__Tasks to perform__.
#1 Summarize the Lebanon energy text in two sentences.
#2 Reproduce the passage of the Lebanon energy text starting with "Real-Time Pricing,* Real" and going on through "makes this transparent.".

__Text extract__.
————————

About Lebanon Energy

In 2018, the City of Lebanon hired its first Energy and Facilities Manager to assist with implementing the vision outlined in its Energy Plan (as outlined in the City of Lebanon's Master Plan Chapter 13: Energy). 

Efforts associated with implementation include, but are not limited to:

  • Increasing energy and cost savings for the City 
  • Working with Liberty Utilities to implement an innovative battery storage program for homeowners and businesses in West Lebanon
  • Helping our landfill to capture methane and burn it to provide green electricity for most all City operations
  • Improving the energy efficiency of municipal buildings 
  • Exploring and implementing renewable energy options like solar PV, hydropower, electric vehicles, and other alternative transportation
  • Crafting policies that promote energy efficiency, financial investment, and new business opportunities
  • Converting the City’s streetlights to high-efficiency LED ‘smart’ lights and removing streetlights that are not serving any useful purpose
  • Aligning energy initiatives with the City’s Guiding Principles and Principles for Sustainability
  • Exploring innovative new models for electricity pricing and distribution (including 
    Community Aggregation* Community Aggregation is an alternative to the investor owned utility energy supply system in which a municipality aggregates the buying power of individual customers within a defined jurisdiction in order to secure alternative energy supply contracts. The CA chooses the power generation source on behalf of the consumers. By aggregating purchasing power, it is able to create large contracts with generators that individual buyers may be unable to do. The main goals of CAs have been to either lower costs for consumers or to allow consumers greater control of their energy mix, mainly by offering "greener" generation portfolios than local utilities.
    Real-Time Pricing,* Real Time Pricing (RTP) is a system of electricity pricing that allows charging higher prices when electric demand is highest, but offers lower prices when demand is low. RTP is expected to reduce actual use during peak demand periods by encouraging consumers to shift their load to off-peak times, often through the use of ‘smart meters.’ Peak demand increases production costs because it drives the need for costly new equipment and RTP makes this transparent.

————————

__Given material__.
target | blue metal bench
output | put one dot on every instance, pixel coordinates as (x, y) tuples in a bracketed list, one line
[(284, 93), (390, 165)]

————————

__Results__.
#1 In 2018, the City of Lebanon hired its first Energy and Facilities Manager to help implement the vision of its Energy Plan, which is outlined in Chapter 13 of the City's Master Plan. The implementation efforts include increasing energy and cost savings, improving the energy efficiency of municipal buildings, exploring renewable energy options such as solar PV and hydropower, converting streetlights to high-efficiency LED smart lights, and exploring new models for electricity pricing and distribution such as Community Aggregation and Real-Time Pricing.

#2
Real-Time Pricing,* Real Time Pricing (RTP) is a system of electricity pricing that allows charging higher prices when electric demand is highest, but offers lower prices when demand is low. RTP is expected to reduce actual use during peak demand periods by encouraging consumers to shift their load to off-peak times, often through the use of ‘smart meters.’ Peak demand increases production costs because it drives the need for costly new equipment and RTP makes this transparent.